**Zitierter Text**.
______________________________
Doch es kam anders: In einem Spiel des Bundesligisten gegen den 1. FC Köln verletzte sich Wirtz und musste vom Spielfeld getragen werden. „Kreuzbandriss – Florian Wirtz fällt lange aus“, teilte Bayer Leverkusen mit. Etwa sieben bis acht Monate Spielpause prognostizierte man. Während Wirtz sich von der Verletzung erholt, macht sich der Fan vermutlich Sorgen um sein Investment, denn der Wert seiner Sammelkarte dürfte erheblich abgesackt sein.
______________________________
**Angezeigte Daten**.
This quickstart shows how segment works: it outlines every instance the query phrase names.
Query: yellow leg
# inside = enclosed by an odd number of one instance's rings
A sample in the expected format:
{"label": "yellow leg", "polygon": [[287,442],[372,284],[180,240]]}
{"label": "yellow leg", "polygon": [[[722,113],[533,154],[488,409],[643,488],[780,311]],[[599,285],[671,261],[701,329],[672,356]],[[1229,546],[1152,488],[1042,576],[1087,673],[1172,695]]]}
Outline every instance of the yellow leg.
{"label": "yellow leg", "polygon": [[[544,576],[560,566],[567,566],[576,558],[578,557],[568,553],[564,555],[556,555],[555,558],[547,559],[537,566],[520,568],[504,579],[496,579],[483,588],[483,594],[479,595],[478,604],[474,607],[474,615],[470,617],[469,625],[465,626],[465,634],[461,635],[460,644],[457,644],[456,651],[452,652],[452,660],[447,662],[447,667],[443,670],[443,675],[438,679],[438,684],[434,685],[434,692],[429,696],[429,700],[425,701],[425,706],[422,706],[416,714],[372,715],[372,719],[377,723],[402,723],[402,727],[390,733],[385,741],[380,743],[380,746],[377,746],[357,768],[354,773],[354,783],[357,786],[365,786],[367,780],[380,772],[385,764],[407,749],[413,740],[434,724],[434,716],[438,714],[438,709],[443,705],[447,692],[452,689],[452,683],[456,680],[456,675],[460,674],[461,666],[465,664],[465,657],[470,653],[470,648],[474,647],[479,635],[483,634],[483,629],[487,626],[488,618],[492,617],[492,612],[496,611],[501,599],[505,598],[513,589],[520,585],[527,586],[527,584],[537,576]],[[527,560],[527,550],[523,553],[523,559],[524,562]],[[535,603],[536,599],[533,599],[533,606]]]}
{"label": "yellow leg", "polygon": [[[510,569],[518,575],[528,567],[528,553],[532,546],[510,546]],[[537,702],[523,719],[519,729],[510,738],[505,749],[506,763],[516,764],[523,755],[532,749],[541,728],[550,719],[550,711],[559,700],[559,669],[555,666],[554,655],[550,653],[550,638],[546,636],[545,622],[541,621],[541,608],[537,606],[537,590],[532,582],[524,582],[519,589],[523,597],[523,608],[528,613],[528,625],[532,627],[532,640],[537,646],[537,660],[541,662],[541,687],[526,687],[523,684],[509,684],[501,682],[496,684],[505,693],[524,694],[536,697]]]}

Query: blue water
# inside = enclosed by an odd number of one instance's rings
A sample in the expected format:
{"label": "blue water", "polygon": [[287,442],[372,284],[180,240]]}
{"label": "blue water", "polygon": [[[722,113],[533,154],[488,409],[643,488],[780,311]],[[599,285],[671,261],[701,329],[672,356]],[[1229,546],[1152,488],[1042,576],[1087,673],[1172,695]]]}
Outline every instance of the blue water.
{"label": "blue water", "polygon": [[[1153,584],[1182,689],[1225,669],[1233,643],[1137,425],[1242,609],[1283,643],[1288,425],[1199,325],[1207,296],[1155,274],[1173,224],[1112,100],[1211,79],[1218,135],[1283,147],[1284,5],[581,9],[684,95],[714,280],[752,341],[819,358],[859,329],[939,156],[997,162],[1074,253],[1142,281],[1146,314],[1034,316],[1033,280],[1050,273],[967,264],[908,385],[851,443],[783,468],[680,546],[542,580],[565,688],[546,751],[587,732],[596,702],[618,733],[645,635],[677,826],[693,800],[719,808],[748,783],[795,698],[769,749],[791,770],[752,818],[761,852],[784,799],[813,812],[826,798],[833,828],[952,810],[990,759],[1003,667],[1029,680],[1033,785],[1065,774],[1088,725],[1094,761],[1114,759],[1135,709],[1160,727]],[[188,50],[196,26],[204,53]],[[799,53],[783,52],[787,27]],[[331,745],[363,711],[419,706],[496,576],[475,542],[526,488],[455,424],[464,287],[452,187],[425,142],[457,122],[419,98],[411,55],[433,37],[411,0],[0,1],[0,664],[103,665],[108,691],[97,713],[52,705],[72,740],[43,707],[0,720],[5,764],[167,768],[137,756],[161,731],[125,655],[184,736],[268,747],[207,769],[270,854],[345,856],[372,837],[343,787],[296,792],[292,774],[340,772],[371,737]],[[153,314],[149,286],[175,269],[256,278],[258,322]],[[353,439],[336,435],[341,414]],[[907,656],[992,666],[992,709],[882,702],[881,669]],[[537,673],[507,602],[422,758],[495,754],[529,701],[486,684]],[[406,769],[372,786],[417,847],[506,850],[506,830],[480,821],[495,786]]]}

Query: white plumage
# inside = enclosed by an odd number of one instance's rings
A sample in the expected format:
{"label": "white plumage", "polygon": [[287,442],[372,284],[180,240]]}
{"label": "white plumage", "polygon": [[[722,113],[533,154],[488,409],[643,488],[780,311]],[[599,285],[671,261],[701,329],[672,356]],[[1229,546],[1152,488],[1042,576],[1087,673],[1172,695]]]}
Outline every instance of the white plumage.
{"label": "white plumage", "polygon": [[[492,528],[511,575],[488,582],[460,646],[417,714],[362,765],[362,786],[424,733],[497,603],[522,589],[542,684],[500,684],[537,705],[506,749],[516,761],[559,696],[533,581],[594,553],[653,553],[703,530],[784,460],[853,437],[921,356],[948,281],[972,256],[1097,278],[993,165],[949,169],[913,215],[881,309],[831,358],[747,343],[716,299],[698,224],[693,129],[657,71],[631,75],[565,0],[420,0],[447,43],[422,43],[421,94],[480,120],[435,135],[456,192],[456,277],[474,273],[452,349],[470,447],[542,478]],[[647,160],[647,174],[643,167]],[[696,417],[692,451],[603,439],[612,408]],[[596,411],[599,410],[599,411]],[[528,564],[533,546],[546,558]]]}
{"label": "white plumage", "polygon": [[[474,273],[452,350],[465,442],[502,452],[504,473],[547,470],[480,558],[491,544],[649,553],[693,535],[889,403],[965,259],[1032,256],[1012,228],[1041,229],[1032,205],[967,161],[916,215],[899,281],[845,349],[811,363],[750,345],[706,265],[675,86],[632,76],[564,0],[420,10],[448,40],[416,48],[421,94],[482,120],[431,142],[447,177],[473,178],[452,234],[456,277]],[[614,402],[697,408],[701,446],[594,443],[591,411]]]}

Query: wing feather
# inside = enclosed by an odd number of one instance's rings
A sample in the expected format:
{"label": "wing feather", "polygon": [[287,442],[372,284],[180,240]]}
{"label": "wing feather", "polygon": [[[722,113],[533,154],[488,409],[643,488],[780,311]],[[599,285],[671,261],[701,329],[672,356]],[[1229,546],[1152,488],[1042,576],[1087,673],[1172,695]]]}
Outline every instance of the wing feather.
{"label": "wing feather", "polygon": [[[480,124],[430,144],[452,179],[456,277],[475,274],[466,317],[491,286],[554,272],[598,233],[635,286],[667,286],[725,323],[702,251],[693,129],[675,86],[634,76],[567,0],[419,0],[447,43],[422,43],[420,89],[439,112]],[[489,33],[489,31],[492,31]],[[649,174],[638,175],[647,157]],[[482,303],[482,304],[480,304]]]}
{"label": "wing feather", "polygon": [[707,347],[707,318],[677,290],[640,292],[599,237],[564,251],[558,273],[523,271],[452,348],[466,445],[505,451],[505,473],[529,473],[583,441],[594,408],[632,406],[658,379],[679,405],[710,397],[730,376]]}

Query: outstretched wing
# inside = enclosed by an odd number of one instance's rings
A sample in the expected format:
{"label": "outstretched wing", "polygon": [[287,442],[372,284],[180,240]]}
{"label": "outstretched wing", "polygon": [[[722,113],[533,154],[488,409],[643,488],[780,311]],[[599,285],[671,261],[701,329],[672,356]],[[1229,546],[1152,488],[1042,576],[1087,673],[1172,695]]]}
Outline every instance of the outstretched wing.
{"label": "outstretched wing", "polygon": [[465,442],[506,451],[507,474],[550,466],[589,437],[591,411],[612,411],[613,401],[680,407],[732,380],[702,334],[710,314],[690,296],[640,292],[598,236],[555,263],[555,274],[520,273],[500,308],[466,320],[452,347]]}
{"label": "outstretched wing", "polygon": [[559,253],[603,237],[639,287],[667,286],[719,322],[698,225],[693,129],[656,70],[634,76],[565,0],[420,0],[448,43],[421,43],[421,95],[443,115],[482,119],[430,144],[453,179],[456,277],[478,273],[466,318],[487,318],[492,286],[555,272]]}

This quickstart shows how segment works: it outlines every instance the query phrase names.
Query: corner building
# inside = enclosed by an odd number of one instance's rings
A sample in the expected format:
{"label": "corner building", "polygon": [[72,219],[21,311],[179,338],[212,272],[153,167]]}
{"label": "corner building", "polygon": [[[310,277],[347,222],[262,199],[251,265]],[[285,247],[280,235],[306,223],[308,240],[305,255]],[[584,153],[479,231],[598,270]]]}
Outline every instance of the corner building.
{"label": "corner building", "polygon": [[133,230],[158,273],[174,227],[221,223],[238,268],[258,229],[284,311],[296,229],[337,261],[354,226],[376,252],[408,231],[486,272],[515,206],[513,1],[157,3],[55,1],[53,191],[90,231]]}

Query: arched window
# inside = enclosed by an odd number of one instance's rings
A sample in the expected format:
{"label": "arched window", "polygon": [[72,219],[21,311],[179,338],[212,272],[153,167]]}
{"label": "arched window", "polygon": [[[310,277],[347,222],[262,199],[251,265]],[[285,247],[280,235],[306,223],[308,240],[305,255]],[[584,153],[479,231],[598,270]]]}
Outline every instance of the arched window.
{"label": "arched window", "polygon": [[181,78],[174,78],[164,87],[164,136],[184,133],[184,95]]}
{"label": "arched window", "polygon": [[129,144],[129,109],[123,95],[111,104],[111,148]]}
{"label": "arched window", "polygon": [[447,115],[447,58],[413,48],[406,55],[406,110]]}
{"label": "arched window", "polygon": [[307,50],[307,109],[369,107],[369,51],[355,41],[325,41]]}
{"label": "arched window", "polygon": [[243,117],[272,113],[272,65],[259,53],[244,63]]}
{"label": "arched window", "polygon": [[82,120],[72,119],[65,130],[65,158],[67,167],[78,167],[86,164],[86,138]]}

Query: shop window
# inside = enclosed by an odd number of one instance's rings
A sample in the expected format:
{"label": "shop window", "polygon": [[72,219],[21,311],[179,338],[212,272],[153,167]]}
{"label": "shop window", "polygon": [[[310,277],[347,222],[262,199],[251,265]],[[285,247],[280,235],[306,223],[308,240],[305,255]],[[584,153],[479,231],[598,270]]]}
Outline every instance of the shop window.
______________________________
**Arbeitsanweisungen**.
1. Prüfe für jede der folgenden Aussagen, ob sie mit dem Text über Wirtz' Verletzung übereinstimmt. Antworte jeweils mit Ja oder Nein und zitiere die entscheidenden Worte des Textes wörtlich: (a) Wirtz verletzte sich in einem Spiel gegen den 1. FC Köln. (b) Für Wirtz wurde eine Spielpause von etwa drei Monaten prognostiziert. (c) Wirtz konnte das Spielfeld aus eigener Kraft verlassen.
2. Ändere im Text über Wirtz' Verletzung den Abschnitt, der mit „Doch es kam“ beginnt und mit „erheblich abgesackt sein.“ endet, indem du „Spielpause“ durch „Ausfallzeit“ ersetzt, und gib ihn vollständig wieder.

**Antworten je Aufgabe**.
1.
(a) Ja: „In einem Spiel des Bundesligisten gegen den 1. FC Köln verletzte sich Wirtz“
(b) Nein: „Etwa sieben bis acht Monate Spielpause prognostizierte man.“
(c) Nein: „musste vom Spielfeld getragen werden“

2.
Doch es kam anders: In einem Spiel des Bundesligisten gegen den 1. FC Köln verletzte sich Wirtz und musste vom Spielfeld getragen werden. „Kreuzbandriss – Florian Wirtz fällt lange aus“, teilte Bayer Leverkusen mit. Etwa sieben bis acht Monate Ausfallzeit prognostizierte man. Während Wirtz sich von der Verletzung erholt, macht sich der Fan vermutlich Sorgen um sein Investment, denn der Wert seiner Sammelkarte dürfte erheblich abgesackt sein.